### [What is needed]
Render the lines of the records below as a numbered list, from the line with "Identify all instances of purple" up to and including the line with "[0,0,1262,366]", leaving out any blank lines.

- - -

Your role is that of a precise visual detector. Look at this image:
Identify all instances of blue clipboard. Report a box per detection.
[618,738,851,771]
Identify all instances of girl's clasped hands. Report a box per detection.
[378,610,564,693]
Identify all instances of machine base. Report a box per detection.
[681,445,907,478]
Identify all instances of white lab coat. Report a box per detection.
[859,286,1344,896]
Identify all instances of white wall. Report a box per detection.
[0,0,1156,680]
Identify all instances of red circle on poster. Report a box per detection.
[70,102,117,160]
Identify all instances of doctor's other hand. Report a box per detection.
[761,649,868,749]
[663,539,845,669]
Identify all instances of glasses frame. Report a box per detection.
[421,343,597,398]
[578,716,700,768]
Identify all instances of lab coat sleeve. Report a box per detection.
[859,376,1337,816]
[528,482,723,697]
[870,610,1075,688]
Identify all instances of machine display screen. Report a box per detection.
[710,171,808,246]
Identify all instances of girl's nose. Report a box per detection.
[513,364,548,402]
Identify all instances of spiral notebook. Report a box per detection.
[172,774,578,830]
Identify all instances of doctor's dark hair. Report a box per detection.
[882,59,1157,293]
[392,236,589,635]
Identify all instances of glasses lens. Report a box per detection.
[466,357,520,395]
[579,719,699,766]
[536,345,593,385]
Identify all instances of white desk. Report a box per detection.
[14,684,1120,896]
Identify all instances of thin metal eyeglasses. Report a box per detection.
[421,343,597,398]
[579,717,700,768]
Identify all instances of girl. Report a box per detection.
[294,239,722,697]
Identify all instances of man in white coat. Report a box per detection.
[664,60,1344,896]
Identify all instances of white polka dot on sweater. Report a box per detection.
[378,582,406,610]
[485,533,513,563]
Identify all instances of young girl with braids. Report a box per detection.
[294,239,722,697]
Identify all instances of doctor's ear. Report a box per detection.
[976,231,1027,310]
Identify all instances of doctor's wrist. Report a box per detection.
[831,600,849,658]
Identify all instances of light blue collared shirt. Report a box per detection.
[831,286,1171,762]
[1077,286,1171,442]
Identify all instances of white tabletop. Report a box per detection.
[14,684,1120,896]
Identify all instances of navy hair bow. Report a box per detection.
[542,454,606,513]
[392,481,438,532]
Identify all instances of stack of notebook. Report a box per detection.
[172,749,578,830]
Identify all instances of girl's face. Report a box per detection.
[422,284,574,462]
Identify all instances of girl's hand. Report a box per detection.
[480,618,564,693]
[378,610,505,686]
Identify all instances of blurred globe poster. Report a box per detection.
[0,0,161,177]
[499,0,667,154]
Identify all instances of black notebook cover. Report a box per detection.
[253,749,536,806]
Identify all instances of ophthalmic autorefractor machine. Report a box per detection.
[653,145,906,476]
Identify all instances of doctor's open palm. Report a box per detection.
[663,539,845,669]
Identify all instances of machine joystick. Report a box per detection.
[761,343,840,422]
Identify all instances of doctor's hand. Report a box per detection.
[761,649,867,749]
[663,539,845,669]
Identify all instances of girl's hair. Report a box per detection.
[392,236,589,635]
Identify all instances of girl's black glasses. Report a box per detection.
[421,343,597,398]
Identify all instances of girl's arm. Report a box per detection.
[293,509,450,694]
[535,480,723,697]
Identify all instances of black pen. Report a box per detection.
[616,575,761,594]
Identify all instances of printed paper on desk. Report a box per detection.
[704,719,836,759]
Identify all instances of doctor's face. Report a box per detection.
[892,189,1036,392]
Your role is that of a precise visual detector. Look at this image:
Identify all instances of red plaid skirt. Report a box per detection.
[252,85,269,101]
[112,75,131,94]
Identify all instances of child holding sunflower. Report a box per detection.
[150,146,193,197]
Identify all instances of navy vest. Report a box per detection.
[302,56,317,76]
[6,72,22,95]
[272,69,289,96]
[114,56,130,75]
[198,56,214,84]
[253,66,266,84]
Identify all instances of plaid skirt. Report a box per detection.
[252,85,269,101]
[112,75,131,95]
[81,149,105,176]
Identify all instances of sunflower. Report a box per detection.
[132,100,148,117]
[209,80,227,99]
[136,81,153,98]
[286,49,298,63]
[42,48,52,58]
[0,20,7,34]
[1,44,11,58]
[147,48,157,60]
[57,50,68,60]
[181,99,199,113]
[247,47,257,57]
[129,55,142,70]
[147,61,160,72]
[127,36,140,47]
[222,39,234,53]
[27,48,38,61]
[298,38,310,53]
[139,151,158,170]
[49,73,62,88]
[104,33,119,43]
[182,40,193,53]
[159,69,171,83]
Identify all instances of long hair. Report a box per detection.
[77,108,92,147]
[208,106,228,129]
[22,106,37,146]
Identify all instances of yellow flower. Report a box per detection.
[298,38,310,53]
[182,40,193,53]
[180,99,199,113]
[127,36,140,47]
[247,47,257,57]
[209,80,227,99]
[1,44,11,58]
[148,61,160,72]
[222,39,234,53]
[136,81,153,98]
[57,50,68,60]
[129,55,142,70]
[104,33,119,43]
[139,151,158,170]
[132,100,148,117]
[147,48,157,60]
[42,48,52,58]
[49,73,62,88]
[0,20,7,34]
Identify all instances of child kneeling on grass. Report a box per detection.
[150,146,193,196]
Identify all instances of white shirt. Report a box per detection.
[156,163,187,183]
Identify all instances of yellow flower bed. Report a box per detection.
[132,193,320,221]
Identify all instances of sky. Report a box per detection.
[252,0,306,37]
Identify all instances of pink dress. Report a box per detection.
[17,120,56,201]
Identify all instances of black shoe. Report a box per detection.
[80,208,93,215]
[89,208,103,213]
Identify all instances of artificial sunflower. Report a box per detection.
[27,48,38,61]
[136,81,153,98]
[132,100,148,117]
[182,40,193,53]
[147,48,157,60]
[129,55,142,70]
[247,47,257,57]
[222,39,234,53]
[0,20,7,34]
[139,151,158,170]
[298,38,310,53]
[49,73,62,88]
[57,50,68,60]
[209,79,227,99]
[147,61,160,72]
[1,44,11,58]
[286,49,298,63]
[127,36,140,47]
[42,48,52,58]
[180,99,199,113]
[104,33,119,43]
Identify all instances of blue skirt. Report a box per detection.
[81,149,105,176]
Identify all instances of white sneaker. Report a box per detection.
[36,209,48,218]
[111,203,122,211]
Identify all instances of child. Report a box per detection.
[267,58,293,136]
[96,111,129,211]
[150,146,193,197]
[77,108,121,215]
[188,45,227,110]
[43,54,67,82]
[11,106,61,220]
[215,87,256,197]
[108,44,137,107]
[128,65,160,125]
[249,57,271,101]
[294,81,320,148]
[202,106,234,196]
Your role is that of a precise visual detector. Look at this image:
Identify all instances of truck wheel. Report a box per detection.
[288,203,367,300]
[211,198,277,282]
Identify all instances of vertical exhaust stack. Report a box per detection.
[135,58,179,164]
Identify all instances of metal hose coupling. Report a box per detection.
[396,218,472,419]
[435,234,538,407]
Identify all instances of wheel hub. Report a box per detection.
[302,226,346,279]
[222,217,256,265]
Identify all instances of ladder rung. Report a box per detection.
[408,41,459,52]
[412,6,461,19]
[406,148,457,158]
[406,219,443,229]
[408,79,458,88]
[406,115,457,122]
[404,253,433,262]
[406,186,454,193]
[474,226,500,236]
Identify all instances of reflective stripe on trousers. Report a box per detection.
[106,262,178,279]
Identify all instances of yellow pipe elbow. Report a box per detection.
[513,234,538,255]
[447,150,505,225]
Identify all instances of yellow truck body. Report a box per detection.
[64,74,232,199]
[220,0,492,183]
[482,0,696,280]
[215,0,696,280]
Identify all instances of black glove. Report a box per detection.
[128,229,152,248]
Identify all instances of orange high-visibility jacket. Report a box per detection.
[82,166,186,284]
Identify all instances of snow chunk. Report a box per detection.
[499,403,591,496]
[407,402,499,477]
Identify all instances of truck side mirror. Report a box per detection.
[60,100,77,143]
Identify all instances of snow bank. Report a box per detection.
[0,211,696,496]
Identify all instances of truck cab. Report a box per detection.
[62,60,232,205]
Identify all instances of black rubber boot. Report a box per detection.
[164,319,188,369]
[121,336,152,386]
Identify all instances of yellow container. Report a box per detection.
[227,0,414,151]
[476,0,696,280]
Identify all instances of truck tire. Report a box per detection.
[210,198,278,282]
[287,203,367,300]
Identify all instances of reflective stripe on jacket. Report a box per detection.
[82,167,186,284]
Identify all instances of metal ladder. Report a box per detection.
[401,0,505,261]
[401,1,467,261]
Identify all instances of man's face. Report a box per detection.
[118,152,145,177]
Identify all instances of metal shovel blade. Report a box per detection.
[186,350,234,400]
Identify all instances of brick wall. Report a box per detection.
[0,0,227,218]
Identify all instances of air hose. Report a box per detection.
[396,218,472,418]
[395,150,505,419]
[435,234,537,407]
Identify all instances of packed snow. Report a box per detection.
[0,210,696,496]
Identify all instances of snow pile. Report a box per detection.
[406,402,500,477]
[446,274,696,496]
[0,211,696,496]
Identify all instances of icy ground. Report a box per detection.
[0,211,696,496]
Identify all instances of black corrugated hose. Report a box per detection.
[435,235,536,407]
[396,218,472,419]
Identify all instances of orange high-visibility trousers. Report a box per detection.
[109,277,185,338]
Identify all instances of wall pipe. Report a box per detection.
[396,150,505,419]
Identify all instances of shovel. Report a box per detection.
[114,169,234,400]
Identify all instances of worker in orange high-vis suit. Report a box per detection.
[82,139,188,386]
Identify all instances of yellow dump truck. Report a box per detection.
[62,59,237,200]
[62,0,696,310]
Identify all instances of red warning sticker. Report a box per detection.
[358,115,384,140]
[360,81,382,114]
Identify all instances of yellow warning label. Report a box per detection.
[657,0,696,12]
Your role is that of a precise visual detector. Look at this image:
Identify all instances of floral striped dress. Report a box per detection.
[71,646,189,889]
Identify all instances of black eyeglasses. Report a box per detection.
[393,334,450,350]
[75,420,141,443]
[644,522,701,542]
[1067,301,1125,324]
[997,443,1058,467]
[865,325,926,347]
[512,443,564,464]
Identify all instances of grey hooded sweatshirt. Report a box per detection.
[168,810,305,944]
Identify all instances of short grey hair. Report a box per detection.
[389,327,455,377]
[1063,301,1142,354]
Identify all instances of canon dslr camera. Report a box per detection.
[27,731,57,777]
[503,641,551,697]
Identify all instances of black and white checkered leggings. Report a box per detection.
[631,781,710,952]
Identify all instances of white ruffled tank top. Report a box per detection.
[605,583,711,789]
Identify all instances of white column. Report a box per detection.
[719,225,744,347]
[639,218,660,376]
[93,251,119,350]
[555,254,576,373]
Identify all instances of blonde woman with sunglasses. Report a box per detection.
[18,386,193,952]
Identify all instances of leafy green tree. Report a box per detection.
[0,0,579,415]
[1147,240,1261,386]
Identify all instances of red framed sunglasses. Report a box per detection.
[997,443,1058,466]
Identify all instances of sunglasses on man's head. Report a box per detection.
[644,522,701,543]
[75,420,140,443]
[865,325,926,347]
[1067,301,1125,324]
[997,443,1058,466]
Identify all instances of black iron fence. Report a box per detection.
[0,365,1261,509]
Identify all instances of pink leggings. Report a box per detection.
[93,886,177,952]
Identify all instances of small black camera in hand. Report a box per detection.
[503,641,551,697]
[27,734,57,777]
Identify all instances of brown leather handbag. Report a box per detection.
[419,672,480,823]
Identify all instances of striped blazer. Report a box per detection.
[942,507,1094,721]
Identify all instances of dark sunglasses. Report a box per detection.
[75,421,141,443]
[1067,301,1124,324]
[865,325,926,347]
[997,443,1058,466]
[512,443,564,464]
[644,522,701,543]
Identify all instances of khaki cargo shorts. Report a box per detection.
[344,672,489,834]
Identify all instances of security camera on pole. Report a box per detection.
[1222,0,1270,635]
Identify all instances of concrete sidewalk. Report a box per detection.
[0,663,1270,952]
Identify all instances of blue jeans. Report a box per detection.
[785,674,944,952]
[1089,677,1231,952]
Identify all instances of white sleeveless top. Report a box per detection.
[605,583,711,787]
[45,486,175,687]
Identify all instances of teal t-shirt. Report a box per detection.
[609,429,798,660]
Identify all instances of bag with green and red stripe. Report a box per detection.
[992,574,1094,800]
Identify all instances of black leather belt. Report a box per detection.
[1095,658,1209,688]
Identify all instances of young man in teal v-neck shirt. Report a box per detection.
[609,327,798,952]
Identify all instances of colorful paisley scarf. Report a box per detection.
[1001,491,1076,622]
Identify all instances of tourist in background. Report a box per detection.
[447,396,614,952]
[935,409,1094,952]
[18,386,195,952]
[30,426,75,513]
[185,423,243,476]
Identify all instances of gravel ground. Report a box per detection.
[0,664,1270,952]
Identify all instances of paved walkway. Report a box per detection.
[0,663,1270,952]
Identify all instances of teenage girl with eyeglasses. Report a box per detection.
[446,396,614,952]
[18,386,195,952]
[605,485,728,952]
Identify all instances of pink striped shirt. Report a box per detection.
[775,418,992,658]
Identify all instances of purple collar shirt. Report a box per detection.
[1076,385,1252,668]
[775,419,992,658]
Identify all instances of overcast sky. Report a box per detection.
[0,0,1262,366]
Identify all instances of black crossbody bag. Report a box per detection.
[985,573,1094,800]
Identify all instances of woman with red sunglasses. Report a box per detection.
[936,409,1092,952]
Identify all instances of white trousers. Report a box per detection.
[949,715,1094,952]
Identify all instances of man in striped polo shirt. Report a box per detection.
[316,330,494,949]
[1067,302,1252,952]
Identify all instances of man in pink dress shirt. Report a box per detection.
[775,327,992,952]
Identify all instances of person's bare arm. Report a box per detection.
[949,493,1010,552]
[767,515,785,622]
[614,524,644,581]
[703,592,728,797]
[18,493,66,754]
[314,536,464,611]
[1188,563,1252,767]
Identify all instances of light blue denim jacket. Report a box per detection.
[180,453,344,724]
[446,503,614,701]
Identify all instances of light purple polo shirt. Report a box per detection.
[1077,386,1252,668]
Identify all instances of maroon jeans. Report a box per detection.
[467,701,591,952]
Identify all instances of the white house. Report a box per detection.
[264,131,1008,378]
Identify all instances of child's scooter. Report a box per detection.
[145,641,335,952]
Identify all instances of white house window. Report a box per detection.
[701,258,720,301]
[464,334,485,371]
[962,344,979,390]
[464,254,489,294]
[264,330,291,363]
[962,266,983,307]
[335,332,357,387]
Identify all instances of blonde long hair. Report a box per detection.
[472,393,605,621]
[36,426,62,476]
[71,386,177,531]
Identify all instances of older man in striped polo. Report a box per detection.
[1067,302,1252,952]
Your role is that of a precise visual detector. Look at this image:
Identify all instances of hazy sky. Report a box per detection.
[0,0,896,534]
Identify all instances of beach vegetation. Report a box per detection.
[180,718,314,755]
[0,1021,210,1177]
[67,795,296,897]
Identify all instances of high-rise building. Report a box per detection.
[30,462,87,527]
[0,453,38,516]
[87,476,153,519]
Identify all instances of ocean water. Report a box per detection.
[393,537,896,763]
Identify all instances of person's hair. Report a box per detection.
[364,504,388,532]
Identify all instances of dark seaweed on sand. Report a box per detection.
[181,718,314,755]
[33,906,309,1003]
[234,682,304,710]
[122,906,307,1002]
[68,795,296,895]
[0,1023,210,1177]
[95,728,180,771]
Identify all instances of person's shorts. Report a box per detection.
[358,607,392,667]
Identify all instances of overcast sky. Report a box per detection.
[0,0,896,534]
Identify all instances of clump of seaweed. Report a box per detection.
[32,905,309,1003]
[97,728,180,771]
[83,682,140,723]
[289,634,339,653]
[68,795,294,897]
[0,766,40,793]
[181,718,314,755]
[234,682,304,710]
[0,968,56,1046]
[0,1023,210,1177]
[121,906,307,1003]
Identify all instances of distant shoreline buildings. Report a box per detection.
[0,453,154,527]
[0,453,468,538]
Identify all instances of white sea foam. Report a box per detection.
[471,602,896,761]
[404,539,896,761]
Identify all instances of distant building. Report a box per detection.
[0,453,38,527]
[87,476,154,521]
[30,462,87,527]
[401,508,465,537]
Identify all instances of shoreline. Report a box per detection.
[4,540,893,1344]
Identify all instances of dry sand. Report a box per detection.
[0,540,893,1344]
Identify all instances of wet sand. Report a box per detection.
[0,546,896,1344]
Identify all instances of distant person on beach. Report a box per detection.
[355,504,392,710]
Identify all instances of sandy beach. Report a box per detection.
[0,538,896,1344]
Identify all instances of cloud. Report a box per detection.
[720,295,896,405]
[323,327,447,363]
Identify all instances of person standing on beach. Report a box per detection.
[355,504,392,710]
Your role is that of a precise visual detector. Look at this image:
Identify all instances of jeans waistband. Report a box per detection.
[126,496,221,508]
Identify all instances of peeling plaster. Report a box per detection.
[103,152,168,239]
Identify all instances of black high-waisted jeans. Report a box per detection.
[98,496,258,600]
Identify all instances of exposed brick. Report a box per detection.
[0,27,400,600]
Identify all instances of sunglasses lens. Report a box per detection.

- - -

### [The solution]
1. Identify all instances of purple collar shirt. Report a box per detection.
2. [1076,385,1252,668]
3. [775,419,992,658]
4. Identify all instances of overcast sky. Report a box per detection.
5. [0,0,1262,366]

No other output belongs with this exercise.